:: Data to use ::
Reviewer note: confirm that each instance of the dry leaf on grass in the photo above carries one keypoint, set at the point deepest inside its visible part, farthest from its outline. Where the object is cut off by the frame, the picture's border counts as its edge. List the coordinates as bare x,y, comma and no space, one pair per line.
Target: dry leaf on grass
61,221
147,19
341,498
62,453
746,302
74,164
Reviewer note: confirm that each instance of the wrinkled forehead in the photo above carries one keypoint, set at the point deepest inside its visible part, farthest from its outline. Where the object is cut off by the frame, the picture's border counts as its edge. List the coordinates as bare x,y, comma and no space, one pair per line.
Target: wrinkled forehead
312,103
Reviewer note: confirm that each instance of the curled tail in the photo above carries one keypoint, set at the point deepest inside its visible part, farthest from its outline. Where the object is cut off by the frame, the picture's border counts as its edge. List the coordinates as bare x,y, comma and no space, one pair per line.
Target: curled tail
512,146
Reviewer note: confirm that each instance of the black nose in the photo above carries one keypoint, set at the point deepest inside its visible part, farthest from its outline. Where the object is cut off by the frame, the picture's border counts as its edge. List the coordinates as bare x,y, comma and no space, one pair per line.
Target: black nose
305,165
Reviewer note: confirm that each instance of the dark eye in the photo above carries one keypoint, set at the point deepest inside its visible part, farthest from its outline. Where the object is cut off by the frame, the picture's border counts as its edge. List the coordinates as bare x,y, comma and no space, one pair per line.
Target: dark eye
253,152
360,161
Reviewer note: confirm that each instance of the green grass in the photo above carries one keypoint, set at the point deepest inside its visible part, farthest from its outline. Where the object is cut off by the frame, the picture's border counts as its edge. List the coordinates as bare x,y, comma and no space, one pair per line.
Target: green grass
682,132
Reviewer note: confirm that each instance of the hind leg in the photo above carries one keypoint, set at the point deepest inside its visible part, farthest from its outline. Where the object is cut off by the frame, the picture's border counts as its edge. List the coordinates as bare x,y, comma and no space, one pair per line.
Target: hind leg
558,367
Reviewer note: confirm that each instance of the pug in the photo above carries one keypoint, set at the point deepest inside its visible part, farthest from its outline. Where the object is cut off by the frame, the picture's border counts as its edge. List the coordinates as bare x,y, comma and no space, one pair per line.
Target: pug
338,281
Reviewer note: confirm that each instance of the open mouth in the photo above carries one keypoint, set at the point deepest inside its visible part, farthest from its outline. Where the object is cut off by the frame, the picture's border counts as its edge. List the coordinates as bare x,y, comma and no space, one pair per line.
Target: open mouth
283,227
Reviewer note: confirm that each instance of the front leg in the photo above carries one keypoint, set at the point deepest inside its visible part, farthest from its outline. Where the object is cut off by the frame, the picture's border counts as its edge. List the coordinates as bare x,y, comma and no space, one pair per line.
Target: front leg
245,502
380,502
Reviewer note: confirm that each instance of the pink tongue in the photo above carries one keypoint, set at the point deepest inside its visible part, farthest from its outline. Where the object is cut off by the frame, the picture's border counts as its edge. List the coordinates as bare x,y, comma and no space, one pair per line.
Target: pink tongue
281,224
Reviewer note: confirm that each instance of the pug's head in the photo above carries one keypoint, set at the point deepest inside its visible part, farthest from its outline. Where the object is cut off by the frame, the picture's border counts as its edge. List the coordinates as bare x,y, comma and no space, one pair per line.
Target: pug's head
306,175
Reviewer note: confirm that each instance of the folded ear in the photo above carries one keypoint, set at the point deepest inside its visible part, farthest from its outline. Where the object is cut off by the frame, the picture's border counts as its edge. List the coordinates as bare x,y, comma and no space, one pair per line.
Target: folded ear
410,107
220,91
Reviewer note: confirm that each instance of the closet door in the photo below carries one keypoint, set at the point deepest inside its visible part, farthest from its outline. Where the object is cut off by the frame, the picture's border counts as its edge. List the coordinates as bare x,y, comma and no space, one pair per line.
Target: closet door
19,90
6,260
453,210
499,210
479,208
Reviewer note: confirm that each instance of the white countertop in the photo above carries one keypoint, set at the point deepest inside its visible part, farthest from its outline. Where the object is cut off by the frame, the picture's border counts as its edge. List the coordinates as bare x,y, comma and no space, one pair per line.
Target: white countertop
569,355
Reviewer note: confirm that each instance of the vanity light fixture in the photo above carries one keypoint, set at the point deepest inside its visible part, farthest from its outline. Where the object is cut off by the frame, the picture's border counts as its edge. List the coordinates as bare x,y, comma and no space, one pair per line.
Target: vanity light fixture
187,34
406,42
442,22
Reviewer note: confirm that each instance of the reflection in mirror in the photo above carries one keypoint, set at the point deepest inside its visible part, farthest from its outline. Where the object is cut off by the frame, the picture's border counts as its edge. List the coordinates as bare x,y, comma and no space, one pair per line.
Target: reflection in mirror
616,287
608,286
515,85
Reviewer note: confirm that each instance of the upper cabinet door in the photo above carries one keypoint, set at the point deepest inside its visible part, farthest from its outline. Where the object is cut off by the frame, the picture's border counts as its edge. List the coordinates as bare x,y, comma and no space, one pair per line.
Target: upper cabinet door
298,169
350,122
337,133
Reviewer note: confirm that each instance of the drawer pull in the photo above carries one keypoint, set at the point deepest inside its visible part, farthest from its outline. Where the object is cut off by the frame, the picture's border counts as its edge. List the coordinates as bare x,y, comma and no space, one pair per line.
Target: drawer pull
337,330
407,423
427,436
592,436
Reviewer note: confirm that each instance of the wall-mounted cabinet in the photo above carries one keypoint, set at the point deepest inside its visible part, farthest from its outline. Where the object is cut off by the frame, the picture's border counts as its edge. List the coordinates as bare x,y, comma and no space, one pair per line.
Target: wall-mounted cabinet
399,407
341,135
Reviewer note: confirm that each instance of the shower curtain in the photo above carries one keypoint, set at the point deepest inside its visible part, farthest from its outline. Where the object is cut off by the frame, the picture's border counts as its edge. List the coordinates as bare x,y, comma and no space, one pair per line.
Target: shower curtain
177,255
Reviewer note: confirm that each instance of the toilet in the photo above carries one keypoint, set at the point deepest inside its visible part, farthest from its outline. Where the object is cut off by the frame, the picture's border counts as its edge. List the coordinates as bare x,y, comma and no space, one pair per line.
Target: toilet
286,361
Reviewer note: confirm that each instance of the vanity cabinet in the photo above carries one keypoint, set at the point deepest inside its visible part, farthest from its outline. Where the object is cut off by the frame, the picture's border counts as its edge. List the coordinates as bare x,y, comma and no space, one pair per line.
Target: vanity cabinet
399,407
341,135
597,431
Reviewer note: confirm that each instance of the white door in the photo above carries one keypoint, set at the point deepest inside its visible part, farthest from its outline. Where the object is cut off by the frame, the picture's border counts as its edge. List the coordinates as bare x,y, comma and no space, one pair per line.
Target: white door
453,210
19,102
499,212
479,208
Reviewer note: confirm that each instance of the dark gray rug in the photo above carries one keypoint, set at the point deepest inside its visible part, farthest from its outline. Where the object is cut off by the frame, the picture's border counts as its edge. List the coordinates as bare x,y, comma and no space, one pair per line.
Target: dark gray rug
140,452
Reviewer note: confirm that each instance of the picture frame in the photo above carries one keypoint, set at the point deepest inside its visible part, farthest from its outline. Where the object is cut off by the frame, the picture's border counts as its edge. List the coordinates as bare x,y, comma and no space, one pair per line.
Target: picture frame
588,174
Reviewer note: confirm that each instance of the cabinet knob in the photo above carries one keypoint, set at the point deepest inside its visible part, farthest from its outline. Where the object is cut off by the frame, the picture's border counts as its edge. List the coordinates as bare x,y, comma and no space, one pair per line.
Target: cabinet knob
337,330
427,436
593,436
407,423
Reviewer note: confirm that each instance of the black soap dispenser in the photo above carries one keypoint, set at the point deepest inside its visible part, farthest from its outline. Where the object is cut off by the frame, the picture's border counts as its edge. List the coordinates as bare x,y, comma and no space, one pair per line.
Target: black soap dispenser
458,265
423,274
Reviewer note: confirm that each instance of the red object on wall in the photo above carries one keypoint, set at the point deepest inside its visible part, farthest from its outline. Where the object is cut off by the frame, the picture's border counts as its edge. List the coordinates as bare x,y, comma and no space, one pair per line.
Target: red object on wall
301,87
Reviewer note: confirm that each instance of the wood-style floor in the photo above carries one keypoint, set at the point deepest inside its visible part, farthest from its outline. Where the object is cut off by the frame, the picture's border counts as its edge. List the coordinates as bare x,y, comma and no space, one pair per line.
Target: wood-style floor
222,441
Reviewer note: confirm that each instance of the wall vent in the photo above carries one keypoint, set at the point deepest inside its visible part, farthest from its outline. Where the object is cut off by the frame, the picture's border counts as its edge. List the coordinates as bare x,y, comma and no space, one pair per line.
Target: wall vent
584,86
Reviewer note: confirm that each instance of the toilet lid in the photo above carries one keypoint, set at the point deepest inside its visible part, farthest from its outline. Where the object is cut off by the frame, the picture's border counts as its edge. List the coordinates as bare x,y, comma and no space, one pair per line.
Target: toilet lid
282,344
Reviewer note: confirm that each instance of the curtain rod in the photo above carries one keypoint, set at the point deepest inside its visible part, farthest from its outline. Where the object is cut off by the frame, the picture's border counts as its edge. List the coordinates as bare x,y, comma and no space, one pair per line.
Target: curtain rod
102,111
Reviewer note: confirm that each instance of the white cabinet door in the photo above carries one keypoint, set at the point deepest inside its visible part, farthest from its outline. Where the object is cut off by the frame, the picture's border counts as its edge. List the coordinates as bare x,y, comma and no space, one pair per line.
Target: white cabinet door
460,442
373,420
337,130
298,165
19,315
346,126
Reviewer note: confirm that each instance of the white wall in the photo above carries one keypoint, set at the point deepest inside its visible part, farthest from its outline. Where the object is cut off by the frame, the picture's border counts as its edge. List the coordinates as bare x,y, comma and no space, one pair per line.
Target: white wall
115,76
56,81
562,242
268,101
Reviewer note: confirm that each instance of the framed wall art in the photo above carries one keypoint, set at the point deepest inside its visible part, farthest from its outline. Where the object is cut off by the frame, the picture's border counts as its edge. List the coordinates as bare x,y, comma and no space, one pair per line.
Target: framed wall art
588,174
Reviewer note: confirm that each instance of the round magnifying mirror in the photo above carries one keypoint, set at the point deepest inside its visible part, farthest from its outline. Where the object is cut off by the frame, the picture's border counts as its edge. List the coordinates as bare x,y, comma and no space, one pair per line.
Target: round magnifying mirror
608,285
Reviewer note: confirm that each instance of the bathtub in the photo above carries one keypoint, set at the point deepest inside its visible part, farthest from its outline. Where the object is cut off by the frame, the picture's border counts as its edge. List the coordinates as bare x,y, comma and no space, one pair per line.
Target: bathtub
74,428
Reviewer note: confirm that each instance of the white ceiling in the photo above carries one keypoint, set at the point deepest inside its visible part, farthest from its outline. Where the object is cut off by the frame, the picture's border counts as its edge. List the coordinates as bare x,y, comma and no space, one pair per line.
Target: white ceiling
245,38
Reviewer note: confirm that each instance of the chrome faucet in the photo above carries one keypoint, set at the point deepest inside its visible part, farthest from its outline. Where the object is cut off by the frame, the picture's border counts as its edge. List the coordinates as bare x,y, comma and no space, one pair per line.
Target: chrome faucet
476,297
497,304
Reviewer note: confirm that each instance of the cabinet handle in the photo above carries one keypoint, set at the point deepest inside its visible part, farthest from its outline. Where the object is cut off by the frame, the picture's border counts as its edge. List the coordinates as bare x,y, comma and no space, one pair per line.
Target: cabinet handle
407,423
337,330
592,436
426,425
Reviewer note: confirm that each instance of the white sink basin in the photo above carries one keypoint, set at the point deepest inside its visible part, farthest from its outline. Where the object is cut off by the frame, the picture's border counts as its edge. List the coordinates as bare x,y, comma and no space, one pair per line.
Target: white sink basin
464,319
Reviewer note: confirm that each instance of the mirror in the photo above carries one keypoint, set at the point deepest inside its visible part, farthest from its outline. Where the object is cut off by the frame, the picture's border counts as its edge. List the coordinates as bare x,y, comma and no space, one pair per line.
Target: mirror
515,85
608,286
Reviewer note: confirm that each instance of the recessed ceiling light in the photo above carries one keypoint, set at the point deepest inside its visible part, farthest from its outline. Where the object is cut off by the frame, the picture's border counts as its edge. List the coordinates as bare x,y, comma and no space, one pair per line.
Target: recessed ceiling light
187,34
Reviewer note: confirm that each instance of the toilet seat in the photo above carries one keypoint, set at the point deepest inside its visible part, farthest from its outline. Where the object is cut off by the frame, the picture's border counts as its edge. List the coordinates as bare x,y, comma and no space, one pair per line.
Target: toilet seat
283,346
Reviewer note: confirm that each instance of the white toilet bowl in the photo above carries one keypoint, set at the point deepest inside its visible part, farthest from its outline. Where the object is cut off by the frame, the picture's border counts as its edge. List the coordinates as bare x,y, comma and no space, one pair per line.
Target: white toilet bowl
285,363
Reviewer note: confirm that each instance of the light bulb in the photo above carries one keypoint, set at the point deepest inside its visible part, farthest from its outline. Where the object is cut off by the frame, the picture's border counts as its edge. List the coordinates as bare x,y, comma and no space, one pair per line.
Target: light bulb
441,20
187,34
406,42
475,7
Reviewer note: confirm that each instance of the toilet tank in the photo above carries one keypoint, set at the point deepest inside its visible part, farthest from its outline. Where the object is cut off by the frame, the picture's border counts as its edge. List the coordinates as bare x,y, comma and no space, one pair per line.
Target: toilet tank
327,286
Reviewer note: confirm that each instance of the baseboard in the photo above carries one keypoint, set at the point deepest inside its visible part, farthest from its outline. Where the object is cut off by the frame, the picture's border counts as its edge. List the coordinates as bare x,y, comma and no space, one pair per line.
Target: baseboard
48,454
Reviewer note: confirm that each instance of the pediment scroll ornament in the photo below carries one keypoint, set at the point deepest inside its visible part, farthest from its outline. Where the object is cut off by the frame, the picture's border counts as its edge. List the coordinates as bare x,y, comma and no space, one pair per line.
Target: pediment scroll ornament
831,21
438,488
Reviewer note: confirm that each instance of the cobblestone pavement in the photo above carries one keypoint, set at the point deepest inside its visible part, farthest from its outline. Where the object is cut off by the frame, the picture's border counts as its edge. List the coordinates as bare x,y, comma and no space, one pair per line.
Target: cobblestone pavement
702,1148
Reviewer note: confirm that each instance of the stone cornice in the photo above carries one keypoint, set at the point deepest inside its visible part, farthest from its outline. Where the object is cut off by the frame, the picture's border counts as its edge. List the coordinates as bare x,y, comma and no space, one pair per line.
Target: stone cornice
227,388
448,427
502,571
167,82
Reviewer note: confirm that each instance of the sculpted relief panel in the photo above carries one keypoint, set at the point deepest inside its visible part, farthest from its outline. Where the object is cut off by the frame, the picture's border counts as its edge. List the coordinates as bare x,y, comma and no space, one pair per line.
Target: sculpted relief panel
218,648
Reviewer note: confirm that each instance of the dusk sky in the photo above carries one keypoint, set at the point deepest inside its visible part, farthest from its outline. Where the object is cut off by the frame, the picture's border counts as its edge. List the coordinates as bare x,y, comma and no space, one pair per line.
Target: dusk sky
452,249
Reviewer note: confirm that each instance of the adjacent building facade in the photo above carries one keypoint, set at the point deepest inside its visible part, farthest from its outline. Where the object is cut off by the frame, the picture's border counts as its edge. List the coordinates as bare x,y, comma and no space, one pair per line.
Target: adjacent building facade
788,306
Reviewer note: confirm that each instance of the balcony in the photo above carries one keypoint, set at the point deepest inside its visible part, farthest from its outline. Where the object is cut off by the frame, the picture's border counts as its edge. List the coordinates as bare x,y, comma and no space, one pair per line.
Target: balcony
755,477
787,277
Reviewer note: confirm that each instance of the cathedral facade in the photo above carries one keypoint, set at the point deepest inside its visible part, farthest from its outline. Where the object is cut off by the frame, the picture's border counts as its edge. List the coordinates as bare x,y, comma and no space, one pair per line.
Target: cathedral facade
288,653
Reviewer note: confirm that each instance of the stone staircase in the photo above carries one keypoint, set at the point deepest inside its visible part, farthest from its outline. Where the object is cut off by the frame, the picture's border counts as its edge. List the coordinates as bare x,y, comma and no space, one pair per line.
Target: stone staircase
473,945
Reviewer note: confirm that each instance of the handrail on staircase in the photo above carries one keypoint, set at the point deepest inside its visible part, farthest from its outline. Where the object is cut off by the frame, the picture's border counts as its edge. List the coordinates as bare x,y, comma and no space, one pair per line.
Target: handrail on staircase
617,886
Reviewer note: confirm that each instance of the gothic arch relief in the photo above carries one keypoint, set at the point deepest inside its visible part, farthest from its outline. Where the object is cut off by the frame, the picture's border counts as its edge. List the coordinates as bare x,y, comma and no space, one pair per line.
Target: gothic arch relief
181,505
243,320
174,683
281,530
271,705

:: Requirement ::
Can you turn everything from the line that contains "Reviewer note: confirm that each instance of the gothic" through the final line of the entries into a numbered list, skipping any blank lines?

:: Reply ::
1. Reviewer note: confirm that each instance of the gothic arch relief in the photo above carries one keypoint, set at the point deepest inside its visible part, farthest from its outline. Where the object is cut off by the frame, the picture's border counts as its edge. List the coordinates as bare x,y, comma and no space, one pair per line.
2. Target: gothic arch relief
3. 181,505
4. 243,320
5. 174,683
6. 281,530
7. 271,705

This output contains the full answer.